### EXERCISE DIRECTIONS:
Transcribe the records in full, keeping every word exactly as given.

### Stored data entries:
◆ ◆ ◆ ◆

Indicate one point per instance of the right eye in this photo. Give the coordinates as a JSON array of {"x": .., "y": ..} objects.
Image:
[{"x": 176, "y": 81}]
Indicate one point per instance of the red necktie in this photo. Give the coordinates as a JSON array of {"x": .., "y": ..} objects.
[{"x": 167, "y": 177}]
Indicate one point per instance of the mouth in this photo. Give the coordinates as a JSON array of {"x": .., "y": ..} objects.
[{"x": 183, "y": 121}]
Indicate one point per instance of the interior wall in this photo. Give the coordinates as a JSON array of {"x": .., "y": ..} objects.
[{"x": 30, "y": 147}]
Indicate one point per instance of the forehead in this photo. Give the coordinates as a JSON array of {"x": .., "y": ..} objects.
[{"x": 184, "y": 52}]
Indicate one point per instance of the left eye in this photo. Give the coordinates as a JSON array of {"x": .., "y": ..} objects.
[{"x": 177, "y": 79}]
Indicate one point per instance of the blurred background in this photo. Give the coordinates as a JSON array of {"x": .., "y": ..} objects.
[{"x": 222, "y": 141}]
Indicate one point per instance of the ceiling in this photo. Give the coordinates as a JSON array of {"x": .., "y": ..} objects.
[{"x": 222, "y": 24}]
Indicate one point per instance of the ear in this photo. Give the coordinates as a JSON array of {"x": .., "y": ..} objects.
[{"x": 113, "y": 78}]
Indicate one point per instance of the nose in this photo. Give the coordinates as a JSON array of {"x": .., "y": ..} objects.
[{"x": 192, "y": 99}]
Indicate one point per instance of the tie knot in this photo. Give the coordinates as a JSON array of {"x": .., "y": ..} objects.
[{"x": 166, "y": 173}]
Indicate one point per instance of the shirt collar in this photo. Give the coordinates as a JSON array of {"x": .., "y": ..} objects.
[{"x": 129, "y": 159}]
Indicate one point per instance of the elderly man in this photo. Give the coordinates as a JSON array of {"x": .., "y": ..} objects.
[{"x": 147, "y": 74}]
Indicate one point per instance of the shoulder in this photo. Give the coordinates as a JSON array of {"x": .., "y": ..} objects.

◆ ◆ ◆ ◆

### RESULT OF THE EXERCISE:
Indicate one point per instance of the right eye in this photo. Give the coordinates as a JSON array of {"x": .., "y": ..} objects.
Image:
[{"x": 176, "y": 81}]
Indicate one point per instance of the red necktie in this photo. Give the coordinates as a JSON array of {"x": .., "y": ..} objects.
[{"x": 167, "y": 177}]
Indicate one point per instance of the mouth in this photo. Give the coordinates as a JSON array of {"x": .., "y": ..} objects.
[{"x": 183, "y": 121}]
Indicate one point per instance of the interior wall in this photo. Give the coordinates as a JSON array of {"x": .., "y": ..} objects.
[{"x": 30, "y": 147}]
Indicate one point per instance of the forehead in this photo. Give the coordinates as a JSON array of {"x": .., "y": ..} objects.
[{"x": 184, "y": 52}]
Indicate one point per instance of the left eye in this photo. Give the coordinates as a JSON array of {"x": .., "y": ..} objects.
[{"x": 177, "y": 79}]
Indicate one point per instance of the blurred background in this photo. Give the coordinates as a JSON array of {"x": .., "y": ..} objects.
[{"x": 222, "y": 141}]
Indicate one point per instance of the ceiling in this photo. Give the coordinates as a JSON array of {"x": .., "y": ..} objects.
[{"x": 222, "y": 24}]
Indicate one point per instance of the ear in this photo. Give the coordinates as a JSON array of {"x": .., "y": ..} objects.
[{"x": 113, "y": 78}]
Indicate one point per instance of the nose in this photo. Give the coordinates as a JSON array of {"x": .., "y": ..} objects.
[{"x": 192, "y": 99}]
Indicate one point per instance of the tie knot in this photo. Give the coordinates as a JSON array of {"x": .., "y": ..} objects.
[{"x": 166, "y": 173}]
Indicate one point per instance of the shirt collar in this photo. Give the coordinates as a JSON array of {"x": .., "y": ..} objects.
[{"x": 129, "y": 159}]
Indicate one point per instance of the elderly man in this photo. Give the coordinates as a JSON array of {"x": .., "y": ..} objects.
[{"x": 147, "y": 74}]
Indicate one point per instance of the shoulder in this photo. Give the coordinates as a JSON array of {"x": .., "y": ..} objects.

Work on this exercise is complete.